### WHAT NEEDS TO BE DONE
Write out the data exactly, every line included.

### SOURCE MATERIAL
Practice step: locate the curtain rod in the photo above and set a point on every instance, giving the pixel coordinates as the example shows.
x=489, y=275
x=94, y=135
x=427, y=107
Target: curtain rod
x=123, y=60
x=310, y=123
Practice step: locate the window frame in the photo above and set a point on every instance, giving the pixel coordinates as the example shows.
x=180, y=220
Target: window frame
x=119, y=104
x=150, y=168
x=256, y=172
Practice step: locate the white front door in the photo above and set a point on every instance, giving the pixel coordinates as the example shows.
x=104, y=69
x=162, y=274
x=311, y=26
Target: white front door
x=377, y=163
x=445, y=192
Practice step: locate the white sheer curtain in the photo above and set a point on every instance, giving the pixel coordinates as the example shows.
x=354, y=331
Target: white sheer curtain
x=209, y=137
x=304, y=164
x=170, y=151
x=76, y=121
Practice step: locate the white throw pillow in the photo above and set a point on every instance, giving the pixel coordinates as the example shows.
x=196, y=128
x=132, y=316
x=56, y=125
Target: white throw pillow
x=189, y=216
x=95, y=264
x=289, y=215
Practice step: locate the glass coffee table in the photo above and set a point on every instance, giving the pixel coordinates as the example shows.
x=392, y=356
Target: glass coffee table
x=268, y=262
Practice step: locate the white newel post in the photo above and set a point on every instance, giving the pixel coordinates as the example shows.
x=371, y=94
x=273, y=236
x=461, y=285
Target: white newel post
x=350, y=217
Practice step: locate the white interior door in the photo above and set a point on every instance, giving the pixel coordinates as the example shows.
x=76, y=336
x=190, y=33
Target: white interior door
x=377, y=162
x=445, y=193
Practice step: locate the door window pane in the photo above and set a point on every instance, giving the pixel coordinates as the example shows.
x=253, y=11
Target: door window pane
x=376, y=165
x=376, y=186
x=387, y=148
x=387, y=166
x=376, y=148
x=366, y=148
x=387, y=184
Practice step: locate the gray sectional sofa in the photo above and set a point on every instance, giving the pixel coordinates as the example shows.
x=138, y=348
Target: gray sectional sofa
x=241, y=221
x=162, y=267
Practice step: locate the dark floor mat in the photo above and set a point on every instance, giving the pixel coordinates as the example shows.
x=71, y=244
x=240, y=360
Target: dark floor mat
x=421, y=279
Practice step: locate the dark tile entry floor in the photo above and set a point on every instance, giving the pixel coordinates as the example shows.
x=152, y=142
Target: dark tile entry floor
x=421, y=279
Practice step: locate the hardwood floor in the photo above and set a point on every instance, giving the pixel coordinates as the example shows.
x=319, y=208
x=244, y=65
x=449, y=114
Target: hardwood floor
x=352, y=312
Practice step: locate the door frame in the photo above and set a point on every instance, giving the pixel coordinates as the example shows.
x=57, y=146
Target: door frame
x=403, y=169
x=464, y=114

### ANSWER AREA
Practice step: locate the curtain rod in the photo above and set a point on every instance, giving the pixel coordinates as the example shows.
x=489, y=275
x=94, y=135
x=427, y=107
Target: curtain rod
x=123, y=60
x=310, y=123
Practice step: locate the window frame in the photo above and set a point on every instance, giving the pixel coordinates as the example shows.
x=180, y=220
Target: window frame
x=119, y=104
x=150, y=168
x=256, y=172
Practice step: locate the white front door in the photo above and set a point on every instance, giving the pixel coordinates as the example shows.
x=104, y=69
x=162, y=274
x=311, y=26
Target: white front door
x=377, y=163
x=445, y=192
Practice step: locate the white sheer curtain in the photo above and set a point on every instance, giving the pixel coordinates as the example shows.
x=354, y=331
Target: white sheer curtain
x=209, y=137
x=304, y=164
x=170, y=151
x=76, y=121
Practice step: locate the white throw pillow in the photo above and set a point on every instance, giving the pixel coordinates as the example shows.
x=196, y=128
x=132, y=316
x=56, y=125
Target: white throw pillow
x=189, y=216
x=95, y=264
x=289, y=215
Practice step: locate the glass coffee table in the photo above and set a point on every instance, giving the pixel coordinates as the example shows.
x=392, y=356
Target: glass coffee table
x=268, y=262
Practice step: locate the white newel post in the photo above and set a point on every instance, giving the pixel coordinates as the example shows.
x=371, y=94
x=273, y=236
x=461, y=285
Target: white newel post
x=350, y=217
Practice step: locate the white interior door in the photo above and set a point on every instance, giving the pixel coordinates as the example shows.
x=76, y=336
x=190, y=33
Target: white interior door
x=377, y=162
x=445, y=193
Practice step: locate the door window pane in the photo above and set a point on every instance, giving the pixel coordinates as the example shows.
x=253, y=11
Target: door window pane
x=376, y=165
x=376, y=186
x=387, y=148
x=387, y=166
x=376, y=148
x=366, y=148
x=387, y=184
Practice step: locate the gray sectional sofa in the photo above and set a point on every instance, giving the pixel coordinates as the example shows.
x=138, y=348
Target: gray sectional sofa
x=241, y=221
x=162, y=267
Practice step: locate the dark floor mat in the photo above and set a point on every instance, giving the pixel coordinates as the example shows.
x=71, y=244
x=240, y=360
Target: dark floor mat
x=421, y=279
Practice step: locate the dark tile entry floor in the photo above and set a point on every instance, giving the pixel coordinates as the example shows.
x=152, y=142
Target: dark tile entry floor
x=421, y=279
Practice step: locate the hardwood floor in the photo above and set a point on every instance, giving the pixel coordinates as the example shows.
x=319, y=208
x=244, y=65
x=449, y=114
Target: hardwood floor
x=352, y=312
Practice step: locate the door frame in the photo above and set a point on every instance, giving the pixel coordinates as the example shows.
x=57, y=146
Target: door frame
x=403, y=169
x=464, y=114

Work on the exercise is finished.